[Begin Text]
Python API determined.pytorch.samplers

Guidelines for Reproducible Datasets

Note

Normally, using det.pytorch.DataLoader is required and handles all of the below details without any special effort on your part (see Data Loading). When det.pytorch.DataLoader() is not suitable (especially in the case of IterableDatasets), you may disable this requirement by calling context.experimental.disable_dataset_reproducibility_checks() in your Trial’s __init__() method. Then you may choose to follow the below guidelines for ensuring dataset reproducibility on your own.

Achieving a reproducible dataset that is able to pause and continue (sometimes called “incremental training”) is easy if you follow a few rules.

  • Even if you are going to ultimately return an IterableDataset, it is best to use PyTorch’s Sampler class as the basis for choosing the order of records. Operations on Samplers are quick and cheap, while operations on data afterwards are expensive. For more details, see the discussion of random vs sequential access here. If you don’t have a custom sampler, start with a simple one:

  • Shuffle first: Always use a reproducible shuffle when you shuffle. Determined provides two shuffling samplers for this purpose; the ReproducibleShuffleSampler for operating on records and the ReproducibleShuffleBatchSampler for operating on batches. You should prefer to shuffle on records (use the ReproducibleShuffleSampler) whenever possible, to achieve the highest-quality shuffle.

  • Repeat when training: In Determined, you always repeat your training dataset and you never repeat your validation datasets. Determined provides a RepeatSampler and a RepeatBatchSampler to wrap your sampler or batch_sampler. For your training dataset, make sure that you always repeat AFTER you shuffle, otherwise your shuffle will hang.

  • Always shard, and not before a repeat: Use Determined’s DistributedSampler or DistributedBatchSampler to provide a unique shard of data to each worker based on your sampler or batch_sampler. It is best to always shard your data, and even when you are not doing distributed training, because in non-distributed-training settings, the sharding is nearly zero-cost, and it makes distributed training seamless if you ever want to use it in the future.

    It is generally important to shard after you repeat, unless you can guarantee that each shard of the dataset will have the same length. Otherwise, differences between the epoch boundaries for each worker can grow over time, especially on small datasets. If you shard after you repeat, you can change the number of workers arbitrarily without issue.

  • Skip when training, and always last: In Determined, training datasets should always be able to start from an arbitrary point in the dataset. This allows for advanced hyperparameter searches and responsive preemption for training on spot instances in the cloud. The easiest way to do this, which is also very efficient, is to apply a skip to the sampler.
[End Text]
* [Goal] Condense the paragraph of the dataset reproducibility guidelines that begins "Repeat when training" into a short bulleted list that keeps its main facts.
[Begin Raw data]
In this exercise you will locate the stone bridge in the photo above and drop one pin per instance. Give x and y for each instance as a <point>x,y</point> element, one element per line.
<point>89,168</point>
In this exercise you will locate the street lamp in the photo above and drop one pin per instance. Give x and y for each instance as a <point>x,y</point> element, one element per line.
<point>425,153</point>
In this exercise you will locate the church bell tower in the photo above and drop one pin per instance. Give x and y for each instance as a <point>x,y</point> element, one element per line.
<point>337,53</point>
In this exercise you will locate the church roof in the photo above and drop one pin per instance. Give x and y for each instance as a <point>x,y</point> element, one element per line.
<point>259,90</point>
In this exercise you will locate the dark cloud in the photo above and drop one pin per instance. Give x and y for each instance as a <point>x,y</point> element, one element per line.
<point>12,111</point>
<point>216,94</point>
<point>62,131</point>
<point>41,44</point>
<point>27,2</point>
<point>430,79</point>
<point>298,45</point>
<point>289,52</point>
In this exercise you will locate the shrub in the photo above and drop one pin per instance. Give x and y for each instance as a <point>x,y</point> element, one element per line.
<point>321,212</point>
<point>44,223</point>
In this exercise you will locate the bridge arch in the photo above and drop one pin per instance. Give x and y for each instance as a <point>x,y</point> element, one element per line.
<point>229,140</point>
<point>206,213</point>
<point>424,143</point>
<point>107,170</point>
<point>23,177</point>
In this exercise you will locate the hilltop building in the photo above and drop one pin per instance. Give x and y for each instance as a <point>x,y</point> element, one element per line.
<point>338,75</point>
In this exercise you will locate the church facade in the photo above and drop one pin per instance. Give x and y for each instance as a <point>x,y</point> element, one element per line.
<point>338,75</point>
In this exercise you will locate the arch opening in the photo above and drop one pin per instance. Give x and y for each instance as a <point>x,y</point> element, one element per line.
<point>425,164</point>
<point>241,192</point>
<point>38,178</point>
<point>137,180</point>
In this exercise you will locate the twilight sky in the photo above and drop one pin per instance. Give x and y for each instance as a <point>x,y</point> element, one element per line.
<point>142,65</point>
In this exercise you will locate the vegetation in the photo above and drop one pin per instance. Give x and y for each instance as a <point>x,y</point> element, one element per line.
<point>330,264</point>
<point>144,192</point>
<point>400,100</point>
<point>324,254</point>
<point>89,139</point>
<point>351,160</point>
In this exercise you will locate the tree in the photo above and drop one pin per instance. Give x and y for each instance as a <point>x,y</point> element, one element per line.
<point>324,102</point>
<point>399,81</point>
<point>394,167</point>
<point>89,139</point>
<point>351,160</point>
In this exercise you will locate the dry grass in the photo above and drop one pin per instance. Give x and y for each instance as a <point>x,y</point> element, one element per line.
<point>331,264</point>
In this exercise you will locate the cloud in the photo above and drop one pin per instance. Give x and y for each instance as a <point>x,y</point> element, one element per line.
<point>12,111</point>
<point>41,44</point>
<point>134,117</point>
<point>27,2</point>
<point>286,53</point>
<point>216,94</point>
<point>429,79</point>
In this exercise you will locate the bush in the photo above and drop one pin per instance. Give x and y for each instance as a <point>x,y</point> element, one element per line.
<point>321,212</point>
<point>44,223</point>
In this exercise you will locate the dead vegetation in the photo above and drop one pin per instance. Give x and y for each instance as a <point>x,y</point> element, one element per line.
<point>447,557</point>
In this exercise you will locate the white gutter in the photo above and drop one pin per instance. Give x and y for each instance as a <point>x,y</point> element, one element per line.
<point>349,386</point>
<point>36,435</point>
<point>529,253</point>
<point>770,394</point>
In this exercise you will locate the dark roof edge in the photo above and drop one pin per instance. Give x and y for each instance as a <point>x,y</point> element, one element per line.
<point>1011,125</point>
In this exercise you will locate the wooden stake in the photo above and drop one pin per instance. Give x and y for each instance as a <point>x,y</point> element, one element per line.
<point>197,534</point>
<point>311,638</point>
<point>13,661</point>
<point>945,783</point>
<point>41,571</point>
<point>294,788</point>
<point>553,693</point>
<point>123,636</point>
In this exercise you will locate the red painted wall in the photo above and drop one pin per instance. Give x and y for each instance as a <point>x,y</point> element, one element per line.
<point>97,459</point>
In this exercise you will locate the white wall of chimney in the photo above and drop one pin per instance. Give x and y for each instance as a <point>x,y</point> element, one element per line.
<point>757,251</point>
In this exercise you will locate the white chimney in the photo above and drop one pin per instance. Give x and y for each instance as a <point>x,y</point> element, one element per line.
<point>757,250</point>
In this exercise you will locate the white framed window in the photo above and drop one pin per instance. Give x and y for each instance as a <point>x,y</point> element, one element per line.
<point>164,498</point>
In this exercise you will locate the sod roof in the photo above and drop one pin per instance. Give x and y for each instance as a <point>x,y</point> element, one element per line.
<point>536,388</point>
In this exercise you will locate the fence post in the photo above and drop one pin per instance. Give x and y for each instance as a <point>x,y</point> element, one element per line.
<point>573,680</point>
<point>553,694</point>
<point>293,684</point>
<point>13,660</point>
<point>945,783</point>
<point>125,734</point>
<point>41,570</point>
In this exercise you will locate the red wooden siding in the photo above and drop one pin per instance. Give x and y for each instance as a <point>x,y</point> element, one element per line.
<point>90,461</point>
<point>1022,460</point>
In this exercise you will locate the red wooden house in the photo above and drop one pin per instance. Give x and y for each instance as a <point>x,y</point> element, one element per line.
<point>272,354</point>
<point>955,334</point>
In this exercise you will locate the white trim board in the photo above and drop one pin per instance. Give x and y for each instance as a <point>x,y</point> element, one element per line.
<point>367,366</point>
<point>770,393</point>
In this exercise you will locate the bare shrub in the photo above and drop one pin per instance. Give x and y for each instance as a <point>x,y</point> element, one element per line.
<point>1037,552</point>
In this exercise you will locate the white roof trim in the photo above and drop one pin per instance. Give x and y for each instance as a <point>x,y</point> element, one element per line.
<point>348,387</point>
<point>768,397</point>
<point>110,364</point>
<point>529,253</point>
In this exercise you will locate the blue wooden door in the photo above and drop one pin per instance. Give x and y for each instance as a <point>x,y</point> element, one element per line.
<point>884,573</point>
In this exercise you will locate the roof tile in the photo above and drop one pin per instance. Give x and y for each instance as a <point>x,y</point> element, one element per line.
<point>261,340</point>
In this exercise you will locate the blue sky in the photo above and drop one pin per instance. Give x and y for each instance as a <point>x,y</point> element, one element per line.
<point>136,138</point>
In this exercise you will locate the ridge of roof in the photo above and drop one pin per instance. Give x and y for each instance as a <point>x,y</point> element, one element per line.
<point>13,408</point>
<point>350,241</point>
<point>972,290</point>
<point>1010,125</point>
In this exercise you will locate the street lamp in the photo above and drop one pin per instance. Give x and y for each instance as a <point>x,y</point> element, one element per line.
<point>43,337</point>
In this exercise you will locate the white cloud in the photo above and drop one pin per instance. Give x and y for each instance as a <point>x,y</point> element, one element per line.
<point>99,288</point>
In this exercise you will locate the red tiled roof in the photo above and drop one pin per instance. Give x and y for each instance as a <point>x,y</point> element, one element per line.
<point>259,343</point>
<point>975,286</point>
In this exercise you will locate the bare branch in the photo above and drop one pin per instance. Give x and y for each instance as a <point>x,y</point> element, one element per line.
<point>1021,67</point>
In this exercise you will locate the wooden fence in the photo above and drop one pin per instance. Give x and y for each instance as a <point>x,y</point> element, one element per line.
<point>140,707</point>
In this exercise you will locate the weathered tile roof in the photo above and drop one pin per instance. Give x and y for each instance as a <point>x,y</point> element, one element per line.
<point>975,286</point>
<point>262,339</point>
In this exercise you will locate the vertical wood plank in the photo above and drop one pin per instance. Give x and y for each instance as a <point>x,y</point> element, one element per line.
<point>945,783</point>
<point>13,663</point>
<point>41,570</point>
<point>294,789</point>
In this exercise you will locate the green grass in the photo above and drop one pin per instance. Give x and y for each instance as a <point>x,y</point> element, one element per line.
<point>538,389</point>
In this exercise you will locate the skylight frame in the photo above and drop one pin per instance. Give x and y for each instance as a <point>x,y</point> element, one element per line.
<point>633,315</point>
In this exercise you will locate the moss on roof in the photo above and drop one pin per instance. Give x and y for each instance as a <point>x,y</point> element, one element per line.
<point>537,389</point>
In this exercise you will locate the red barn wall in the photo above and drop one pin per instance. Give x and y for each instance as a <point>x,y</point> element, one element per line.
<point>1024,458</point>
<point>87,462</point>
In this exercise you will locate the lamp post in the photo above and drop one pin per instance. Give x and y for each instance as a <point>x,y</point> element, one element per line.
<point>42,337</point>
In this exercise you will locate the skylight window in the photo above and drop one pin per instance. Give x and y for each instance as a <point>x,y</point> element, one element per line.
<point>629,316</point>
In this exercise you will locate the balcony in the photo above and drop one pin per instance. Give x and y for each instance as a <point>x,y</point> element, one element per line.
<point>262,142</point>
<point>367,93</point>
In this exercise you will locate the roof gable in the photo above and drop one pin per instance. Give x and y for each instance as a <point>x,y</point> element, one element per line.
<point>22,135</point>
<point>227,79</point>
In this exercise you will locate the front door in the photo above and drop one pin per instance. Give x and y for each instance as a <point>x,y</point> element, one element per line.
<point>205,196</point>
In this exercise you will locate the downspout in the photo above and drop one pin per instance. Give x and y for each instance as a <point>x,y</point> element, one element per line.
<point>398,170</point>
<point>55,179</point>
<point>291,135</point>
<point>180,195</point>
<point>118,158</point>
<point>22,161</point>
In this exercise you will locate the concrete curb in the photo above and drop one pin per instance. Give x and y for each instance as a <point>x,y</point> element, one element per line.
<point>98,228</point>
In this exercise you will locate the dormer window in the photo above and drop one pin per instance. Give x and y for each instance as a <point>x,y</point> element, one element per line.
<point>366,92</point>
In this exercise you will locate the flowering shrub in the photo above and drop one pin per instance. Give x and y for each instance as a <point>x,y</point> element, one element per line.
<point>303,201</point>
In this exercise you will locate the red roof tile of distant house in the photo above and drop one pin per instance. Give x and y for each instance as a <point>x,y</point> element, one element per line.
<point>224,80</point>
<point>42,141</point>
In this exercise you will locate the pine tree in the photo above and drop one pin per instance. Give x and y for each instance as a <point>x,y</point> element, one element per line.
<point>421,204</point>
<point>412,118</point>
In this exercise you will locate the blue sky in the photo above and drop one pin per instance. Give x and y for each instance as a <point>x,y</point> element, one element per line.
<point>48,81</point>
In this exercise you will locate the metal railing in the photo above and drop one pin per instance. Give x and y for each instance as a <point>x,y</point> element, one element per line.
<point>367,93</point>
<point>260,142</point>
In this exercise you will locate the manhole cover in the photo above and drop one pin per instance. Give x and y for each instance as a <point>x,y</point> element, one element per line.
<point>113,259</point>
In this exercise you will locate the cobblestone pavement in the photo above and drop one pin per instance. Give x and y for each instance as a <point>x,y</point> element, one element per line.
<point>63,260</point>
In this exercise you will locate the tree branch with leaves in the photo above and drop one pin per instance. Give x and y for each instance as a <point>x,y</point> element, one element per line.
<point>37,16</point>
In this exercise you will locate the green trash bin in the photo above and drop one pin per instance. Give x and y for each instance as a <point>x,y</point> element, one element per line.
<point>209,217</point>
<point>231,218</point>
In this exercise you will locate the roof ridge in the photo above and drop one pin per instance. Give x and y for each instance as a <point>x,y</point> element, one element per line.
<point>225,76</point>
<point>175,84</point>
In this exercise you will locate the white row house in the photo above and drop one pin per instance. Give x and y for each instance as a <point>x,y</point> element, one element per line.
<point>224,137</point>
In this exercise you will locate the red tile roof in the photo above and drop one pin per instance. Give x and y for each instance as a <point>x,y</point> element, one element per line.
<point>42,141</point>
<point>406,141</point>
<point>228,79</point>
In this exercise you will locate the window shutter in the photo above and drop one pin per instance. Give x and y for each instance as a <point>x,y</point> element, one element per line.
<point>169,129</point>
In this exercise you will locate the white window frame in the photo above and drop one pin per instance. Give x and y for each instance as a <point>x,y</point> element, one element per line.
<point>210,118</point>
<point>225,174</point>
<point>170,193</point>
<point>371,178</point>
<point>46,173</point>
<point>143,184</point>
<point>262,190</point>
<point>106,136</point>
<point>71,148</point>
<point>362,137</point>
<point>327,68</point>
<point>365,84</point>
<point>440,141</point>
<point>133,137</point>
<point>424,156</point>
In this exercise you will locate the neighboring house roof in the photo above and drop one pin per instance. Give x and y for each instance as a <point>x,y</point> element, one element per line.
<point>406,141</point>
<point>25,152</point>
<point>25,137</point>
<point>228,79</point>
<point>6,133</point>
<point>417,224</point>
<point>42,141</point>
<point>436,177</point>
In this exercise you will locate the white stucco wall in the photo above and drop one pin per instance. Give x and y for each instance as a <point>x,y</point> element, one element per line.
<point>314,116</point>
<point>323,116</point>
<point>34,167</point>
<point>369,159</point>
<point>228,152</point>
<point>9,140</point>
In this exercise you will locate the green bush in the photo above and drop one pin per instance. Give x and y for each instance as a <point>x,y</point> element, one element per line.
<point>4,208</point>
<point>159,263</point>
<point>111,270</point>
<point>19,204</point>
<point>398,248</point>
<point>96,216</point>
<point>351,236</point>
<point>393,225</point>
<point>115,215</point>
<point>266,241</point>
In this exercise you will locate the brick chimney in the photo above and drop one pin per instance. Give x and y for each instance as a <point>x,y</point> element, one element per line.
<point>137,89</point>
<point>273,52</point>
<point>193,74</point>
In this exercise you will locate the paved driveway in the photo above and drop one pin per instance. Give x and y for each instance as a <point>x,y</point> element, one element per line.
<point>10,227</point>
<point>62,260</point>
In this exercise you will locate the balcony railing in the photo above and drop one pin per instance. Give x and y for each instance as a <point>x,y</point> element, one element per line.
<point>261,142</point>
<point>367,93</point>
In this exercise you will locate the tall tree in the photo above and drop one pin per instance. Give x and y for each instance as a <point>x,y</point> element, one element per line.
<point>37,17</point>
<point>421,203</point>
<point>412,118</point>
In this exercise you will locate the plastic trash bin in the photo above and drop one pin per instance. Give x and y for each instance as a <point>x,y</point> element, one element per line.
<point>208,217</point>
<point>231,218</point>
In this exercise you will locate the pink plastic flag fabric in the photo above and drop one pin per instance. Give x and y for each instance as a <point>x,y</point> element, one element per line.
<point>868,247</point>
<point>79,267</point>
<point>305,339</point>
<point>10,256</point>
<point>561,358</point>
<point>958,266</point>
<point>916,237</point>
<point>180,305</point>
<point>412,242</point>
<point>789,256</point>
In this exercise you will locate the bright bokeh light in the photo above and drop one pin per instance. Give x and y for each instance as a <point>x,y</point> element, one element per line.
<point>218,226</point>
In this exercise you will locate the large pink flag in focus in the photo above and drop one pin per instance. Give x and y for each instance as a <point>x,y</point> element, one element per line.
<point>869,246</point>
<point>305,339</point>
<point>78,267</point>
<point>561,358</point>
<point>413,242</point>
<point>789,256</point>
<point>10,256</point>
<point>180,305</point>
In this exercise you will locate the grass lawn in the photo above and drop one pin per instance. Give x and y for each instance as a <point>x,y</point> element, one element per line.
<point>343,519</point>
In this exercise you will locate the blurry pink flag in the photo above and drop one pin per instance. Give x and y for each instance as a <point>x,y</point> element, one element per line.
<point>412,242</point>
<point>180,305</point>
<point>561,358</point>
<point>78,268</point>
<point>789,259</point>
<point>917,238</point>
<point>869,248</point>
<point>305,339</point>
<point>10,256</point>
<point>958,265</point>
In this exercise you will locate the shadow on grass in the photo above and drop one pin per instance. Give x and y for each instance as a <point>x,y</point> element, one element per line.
[End Raw data]
* [Exercise output]
- In Determined, training datasets are always repeated; validation datasets never are.
- Determined provides a RepeatSampler and a RepeatBatchSampler to wrap a sampler or batch_sampler.
- For the training dataset, repeat after shuffling; otherwise the shuffle will hang.